With a darkness looming over him, I can hear my jiddo saying to me: “I am completely broken at this point.”
The impact of this apartheid, of Israel’s ethnic cleansing of Palestinians, continues to impact this generation and generations to come. Genocide carries itself in our bodies, beckoning us to tend to its healing and to honor the pain and devastation it has caused. Every few months, when Palestine is in a news cycle, we are forced to relive the trauma our family went through while watching other families continue to suffer. It’s incredibly painful to witness, and all people who come from Palestinian bloodlines are survivors of this tragedy. Regardless of what’s in the news, my jiddo, now nearly 85 years old, still gets night terrors.
I called my mom the other day to let her know I was writing this piece and to check in with her about how she’s feeling about the news. She was struggling, talking about how her whole life she has felt so confused and hurt and disconnected from the struggles in her heart about Palestine. She told me when she read this essay that I put words to feelings she has long struggled to put words to. This is what she wrote to me after our conversation:
“In a world where colonization still draws painful borders around Indigenous lives, through silent echoes of the past and loud clamors of the present, the narrative of my dad’s shattered dream and unyielding survival stands as a testament. It is a soul-stirring reminder of the human spirit’s unyielding flame, burning fiercely amidst the chilling winds of conquest, illuminating the paths of resistance for generations to come.”
In the spring of 1992, I was born to a Muslim Lebanese dad and my mom. Today, 31 years later, and 75 years after my family escaped the Nakba, I live on Confederate Villages of Lisjan territory in Oakland, California. On Trans Day of Visibility this past year, I posted a photo of me after top surgery, talking about what it means to me to be trans. This is what my jiddo said:
My jiddo fled genocide by Israel in 1948, and I get to be free as a transgender person with access to things like gender affirming care and community in 2023. My jiddo always tells me he is proud of me for just being me, and I truly believe him when he says that. He has endured so much, and to see his grandchild live in such a loving and fulfilling way, is a dream come true for him.
==========
Task requirements
A) Could you rewrite the part of the essay about Palestine and family that opens with "The impact of" and closes with "gets night terrors.", changing "night terrors" to "nightmares"?
B) Can you carry the essay about Palestine and family on from its last sentence?
The lines that come next are from a separate source and have nothing to do with the essay about Palestine and family.

Record extracts
==========
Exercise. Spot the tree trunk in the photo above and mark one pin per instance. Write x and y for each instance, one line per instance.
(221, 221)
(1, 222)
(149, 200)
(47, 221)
==========
Answers
A)
The impact of this apartheid, of Israel’s ethnic cleansing of Palestinians, continues to impact this generation and generations to come. Genocide carries itself in our bodies, beckoning us to tend to its healing and to honor the pain and devastation it has caused. Every few months, when Palestine is in a news cycle, we are forced to relive the trauma our family went through while watching other families continue to suffer. It’s incredibly painful to witness, and all people who come from Palestinian bloodlines are survivors of this tragedy. Regardless of what’s in the news, my jiddo, now nearly 85 years old, still gets nightmares.

B)
A few months ago, when I asked my jiddo if he considered me a Palestinian, he said, “nothing would honor me more.”
That is why I’m sharing this story. I carry my Palestinian elders and ancestors in my heart and body everywhere I go. It is not a separate part of me; it is me. It is part of where I come from. I come from the land and people of Palestine. I am a transgender Palestinian.
A free Palestine means a freer world. Wall-shattering resistance from Palestinians is a direct result of 70+ years of colonization, land theft, occupation, and apartheid. It is the result of traumatized, imprisoned, and oppressed people fighting back.
Do not be silent. Have conversations with people in your life. Call and email your legislators and demand a cease fire. It matters when you stand in solidarity with people as they fight against militarized and global forces that want them extinct, especially when those forces are backed by biased mainstream media.
I hold all oppressed people fighting for liberation in my heart. Black liberation, sex worker liberation, Indigenous sovereignty, transgender liberation, Palestinian liberation — it is all intertwined as we aim to decolonize and return home.
I read this piece to my jiddo before publishing, and I asked if there’s anything he wanted me to add. With a glimmer of hope in his eyes, this is what he said:
“We [Palestinians] are not going away. We’re in this world to stay, and the world is going to have to deal with us.”